» **Extrait choisi**
####################

Comme toujours, le titre est alléchant: «pour une offre appropriée en matière de formation professionnelle». Hélas, derrière cette étiquette trompeuse se cachent une fois de plus deux principes ravageurs: l'étatisation et la centralisation. L'initiative sur laquelle nous voterons le 18 mai, aussi appelée «initiative pour des places d'apprentissage», émane des milieux de gauche. Elle prévoit:

  • La garantie constitutionnelle d'un droit à la formation. Chaque jeune sortant de l'école pourrait exiger de disposer d'une place d'apprentissage. La Confédération et les cantons devraient veiller à ce que l'offre soit suffisante, au besoin en créant eux-mêmes des places d'apprentissage supplémentaires.
  • La possibilité d'effectuer l'apprentissage entièrement en école, sans passer par les entreprises.
  • Le financement de la formation professionnelle au moyen d'un fond commun alimenté par tous les employeurs, géré par la Confédération et redistribué par les cantons.

La raison avancée pour justifier cette initiative est la pénurie de places d'apprentissage survenue au début des années 90, et qui semble se reproduire aujourd'hui en raison des difficultés économiques, tout au moins dans certains secteurs. Plus généralement, il faut sans doute y voir une méfiance vis-à-vis des entreprises et une préférence systématique pour les écoles officielles, où le contrôle de l'Etat peut s'exercer de bout en bout et où la formation intellectuelle prime sur la formation pratique.

D'un point de vue théorique, l'approche est fausse. Le «droit à la formation professionnelle» implique que celle-ci soit, au moins en partie, prise en charge par l'Etat. Or la formation professionnelle n'est pas une tâche de l'Etat. Elle n'est pas la dernière étape de la scolarité mais la première de la vie professionnelle.

####################

(Extraits de données sur le pointage d'objets)
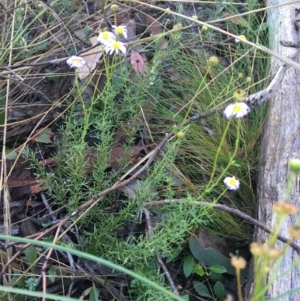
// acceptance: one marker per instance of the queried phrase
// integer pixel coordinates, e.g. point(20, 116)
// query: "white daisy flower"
point(120, 30)
point(232, 183)
point(76, 62)
point(237, 110)
point(115, 46)
point(241, 38)
point(106, 37)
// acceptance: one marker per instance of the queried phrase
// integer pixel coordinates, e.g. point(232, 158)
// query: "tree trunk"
point(280, 142)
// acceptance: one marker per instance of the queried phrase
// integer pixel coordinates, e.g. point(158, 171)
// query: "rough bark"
point(281, 141)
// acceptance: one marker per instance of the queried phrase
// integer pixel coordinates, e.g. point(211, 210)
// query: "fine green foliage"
point(108, 123)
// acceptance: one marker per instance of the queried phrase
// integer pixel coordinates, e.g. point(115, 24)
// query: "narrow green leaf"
point(31, 256)
point(198, 269)
point(188, 265)
point(201, 289)
point(52, 274)
point(219, 269)
point(174, 255)
point(219, 290)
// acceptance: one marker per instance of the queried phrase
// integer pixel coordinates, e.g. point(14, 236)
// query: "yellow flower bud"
point(294, 231)
point(294, 165)
point(239, 95)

####################

» **Consigne**
Reproduisez le passage du texte sur l'initiative pour des places d'apprentissage qui va de «Comme toujours, le» jusqu'à «par les entreprises.» inclus. Ce matériel n'a aucun rapport avec le texte.

» **Réponse attendue**
Comme toujours, le titre est alléchant: «pour une offre appropriée en matière de formation professionnelle». Hélas, derrière cette étiquette trompeuse se cachent une fois de plus deux principes ravageurs: l'étatisation et la centralisation. L'initiative sur laquelle nous voterons le 18 mai, aussi appelée «initiative pour des places d'apprentissage», émane des milieux de gauche. Elle prévoit:

  • La garantie constitutionnelle d'un droit à la formation. Chaque jeune sortant de l'école pourrait exiger de disposer d'une place d'apprentissage. La Confédération et les cantons devraient veiller à ce que l'offre soit suffisante, au besoin en créant eux-mêmes des places d'apprentissage supplémentaires.
  • La possibilité d'effectuer l'apprentissage entièrement en école, sans passer par les entreprises.